# [Your task]
In the entries below, filter for the word "yellow" and copy every matching line.

# [Dataset excerpts]
§

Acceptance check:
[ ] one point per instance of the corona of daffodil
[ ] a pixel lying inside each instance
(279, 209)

§

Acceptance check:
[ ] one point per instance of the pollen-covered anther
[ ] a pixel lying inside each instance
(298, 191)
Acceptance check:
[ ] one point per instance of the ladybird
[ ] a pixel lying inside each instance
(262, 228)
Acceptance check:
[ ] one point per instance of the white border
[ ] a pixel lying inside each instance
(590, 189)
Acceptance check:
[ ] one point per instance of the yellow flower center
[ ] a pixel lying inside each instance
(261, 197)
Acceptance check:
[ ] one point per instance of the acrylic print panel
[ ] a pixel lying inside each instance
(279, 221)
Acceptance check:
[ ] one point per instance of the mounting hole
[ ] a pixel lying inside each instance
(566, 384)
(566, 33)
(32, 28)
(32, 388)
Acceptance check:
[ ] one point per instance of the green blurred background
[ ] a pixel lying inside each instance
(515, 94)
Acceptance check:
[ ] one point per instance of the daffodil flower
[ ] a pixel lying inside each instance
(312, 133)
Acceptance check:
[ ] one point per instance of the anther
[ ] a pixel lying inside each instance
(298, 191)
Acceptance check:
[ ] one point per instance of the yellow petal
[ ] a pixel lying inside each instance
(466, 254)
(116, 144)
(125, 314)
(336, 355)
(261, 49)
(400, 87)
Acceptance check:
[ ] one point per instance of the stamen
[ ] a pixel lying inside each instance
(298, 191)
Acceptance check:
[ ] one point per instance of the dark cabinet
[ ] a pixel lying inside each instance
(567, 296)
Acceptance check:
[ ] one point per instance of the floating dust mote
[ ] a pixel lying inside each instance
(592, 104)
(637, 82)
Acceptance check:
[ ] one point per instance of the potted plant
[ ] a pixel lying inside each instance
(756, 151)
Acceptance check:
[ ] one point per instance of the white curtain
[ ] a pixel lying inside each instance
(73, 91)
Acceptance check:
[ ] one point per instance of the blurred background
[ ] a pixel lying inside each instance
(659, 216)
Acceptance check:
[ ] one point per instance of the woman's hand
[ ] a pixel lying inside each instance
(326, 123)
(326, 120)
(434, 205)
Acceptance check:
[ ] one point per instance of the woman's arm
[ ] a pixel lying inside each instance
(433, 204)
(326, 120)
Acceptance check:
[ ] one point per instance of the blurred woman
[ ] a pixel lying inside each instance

§

# [Task solution]
[ ] one point per instance of the yellow flower center
[ ] one point per instance of the yellow petal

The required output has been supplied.